> _Exercise task_
Pick out each line in the entries below that contains the string "slice" and copy those lines out in full.

> _Extracted data_
============

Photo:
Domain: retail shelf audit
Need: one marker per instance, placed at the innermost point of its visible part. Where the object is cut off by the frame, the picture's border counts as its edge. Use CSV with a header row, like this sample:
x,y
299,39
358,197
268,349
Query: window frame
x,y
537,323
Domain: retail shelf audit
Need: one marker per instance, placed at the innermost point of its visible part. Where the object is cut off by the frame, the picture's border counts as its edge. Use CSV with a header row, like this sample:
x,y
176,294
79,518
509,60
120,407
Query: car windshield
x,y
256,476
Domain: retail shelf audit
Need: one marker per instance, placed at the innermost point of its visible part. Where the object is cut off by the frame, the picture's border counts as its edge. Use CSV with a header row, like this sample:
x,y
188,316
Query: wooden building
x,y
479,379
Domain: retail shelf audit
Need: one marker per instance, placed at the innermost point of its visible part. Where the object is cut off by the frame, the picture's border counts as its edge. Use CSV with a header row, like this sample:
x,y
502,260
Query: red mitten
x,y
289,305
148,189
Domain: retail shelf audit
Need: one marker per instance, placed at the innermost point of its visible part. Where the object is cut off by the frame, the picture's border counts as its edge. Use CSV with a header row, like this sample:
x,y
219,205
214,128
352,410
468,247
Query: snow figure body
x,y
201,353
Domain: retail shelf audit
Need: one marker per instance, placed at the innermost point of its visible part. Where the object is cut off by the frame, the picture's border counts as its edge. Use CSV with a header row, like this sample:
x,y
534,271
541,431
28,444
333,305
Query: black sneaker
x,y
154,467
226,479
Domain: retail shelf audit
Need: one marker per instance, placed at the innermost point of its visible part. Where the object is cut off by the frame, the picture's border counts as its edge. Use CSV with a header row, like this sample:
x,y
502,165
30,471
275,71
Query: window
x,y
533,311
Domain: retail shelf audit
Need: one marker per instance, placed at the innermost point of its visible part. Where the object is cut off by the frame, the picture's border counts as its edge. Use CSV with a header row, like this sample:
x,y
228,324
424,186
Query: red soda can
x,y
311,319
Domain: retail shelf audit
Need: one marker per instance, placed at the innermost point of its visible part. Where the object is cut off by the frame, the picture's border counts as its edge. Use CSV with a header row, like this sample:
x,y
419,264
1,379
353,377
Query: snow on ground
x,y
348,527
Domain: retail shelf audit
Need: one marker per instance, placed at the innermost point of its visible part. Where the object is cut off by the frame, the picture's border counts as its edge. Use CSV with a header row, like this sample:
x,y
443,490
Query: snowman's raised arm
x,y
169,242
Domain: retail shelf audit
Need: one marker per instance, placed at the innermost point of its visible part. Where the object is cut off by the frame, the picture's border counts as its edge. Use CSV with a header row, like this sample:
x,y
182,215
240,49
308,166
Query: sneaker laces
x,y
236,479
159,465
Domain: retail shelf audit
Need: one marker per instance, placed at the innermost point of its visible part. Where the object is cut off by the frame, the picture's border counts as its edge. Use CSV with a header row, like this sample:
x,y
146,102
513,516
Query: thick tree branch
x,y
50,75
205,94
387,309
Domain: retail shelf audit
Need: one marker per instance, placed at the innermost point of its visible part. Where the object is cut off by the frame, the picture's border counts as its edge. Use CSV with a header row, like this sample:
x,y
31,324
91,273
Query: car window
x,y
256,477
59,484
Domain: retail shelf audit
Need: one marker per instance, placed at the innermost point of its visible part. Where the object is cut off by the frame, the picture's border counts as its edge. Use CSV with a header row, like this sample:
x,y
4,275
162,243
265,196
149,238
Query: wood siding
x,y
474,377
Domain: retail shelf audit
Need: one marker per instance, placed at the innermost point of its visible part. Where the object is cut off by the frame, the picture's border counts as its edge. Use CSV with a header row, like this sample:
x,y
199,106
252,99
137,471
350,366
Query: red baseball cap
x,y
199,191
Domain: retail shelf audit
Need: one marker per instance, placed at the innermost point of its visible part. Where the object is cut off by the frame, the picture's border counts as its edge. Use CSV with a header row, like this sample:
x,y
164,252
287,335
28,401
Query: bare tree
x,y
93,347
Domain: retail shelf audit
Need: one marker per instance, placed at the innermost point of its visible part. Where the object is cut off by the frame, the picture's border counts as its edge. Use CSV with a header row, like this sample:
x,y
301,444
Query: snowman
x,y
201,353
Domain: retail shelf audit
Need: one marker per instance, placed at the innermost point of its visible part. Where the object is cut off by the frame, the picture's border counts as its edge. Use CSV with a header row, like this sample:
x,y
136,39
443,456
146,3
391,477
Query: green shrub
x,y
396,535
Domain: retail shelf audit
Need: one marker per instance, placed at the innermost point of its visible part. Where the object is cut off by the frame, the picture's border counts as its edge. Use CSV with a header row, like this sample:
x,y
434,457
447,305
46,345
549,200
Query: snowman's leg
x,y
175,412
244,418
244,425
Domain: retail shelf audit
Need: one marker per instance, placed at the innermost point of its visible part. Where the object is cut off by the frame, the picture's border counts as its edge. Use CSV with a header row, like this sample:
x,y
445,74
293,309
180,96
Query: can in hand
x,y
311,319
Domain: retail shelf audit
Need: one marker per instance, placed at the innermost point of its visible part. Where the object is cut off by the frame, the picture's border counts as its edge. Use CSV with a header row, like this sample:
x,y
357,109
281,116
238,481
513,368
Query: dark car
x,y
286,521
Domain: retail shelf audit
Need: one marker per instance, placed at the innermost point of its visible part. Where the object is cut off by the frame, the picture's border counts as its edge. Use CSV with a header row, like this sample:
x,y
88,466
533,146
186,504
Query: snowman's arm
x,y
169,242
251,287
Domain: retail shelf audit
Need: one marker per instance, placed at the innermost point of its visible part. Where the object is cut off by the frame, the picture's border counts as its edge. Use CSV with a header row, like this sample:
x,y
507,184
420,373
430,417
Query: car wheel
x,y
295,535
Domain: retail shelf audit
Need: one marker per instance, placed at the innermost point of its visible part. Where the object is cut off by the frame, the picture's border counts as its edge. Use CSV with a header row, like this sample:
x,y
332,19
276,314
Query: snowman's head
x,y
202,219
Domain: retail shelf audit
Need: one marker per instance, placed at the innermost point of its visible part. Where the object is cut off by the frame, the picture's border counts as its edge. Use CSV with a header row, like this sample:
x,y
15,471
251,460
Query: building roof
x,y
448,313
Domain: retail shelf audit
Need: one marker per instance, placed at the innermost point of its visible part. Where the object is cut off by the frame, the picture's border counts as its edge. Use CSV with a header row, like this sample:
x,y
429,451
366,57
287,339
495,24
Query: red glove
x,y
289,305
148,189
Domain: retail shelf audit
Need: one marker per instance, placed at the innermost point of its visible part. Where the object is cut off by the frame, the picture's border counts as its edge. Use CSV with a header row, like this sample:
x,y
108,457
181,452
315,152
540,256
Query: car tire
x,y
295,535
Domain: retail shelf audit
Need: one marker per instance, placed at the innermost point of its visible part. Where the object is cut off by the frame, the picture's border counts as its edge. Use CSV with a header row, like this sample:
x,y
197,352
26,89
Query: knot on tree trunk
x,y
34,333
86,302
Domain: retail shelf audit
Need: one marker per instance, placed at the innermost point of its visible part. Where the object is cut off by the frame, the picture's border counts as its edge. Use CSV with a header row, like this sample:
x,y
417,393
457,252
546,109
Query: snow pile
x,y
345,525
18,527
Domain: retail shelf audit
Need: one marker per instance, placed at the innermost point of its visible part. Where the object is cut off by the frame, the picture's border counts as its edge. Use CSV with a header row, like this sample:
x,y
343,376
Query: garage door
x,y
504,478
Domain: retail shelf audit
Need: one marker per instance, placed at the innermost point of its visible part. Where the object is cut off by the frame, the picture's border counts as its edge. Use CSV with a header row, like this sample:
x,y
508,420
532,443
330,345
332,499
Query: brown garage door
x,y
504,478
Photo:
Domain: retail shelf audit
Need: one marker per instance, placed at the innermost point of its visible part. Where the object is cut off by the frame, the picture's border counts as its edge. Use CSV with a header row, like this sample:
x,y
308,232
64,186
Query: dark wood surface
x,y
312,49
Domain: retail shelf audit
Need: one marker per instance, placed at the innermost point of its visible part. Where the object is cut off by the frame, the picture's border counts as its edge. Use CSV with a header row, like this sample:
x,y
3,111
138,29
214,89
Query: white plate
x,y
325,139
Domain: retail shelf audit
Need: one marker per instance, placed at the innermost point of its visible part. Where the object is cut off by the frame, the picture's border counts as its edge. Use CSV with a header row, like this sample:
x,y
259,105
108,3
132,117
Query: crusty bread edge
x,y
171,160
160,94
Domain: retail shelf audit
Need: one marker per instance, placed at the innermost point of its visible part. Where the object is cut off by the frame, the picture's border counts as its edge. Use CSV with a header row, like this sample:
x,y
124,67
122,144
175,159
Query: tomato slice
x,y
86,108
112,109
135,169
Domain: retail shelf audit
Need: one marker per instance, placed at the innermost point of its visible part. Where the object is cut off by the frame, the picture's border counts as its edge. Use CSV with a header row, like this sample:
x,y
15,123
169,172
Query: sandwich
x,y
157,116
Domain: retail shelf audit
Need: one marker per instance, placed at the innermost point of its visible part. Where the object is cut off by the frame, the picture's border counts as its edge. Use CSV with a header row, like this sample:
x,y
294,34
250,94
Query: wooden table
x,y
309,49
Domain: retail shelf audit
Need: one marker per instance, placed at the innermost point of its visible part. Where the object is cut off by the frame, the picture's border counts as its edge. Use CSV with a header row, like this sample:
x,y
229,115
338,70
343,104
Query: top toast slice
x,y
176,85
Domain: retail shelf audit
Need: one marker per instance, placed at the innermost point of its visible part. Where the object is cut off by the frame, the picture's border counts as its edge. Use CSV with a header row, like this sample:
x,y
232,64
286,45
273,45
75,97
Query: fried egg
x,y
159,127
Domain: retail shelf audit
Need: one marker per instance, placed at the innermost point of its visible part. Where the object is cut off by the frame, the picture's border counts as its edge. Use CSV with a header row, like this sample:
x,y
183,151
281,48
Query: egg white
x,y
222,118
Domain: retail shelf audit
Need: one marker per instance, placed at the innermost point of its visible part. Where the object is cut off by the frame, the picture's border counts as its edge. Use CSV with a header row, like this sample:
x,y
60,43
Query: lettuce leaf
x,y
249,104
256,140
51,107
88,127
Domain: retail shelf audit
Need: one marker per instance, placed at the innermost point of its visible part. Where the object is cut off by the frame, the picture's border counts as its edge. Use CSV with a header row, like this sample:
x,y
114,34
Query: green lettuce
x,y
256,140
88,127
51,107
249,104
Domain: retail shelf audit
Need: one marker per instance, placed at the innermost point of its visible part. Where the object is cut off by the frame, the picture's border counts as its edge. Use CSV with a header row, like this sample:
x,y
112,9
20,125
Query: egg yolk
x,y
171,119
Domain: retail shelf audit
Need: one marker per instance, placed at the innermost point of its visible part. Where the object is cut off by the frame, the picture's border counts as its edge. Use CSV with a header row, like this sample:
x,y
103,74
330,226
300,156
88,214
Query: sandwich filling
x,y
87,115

============

> _Expected answer_
Query: tomato slice
Query: top toast slice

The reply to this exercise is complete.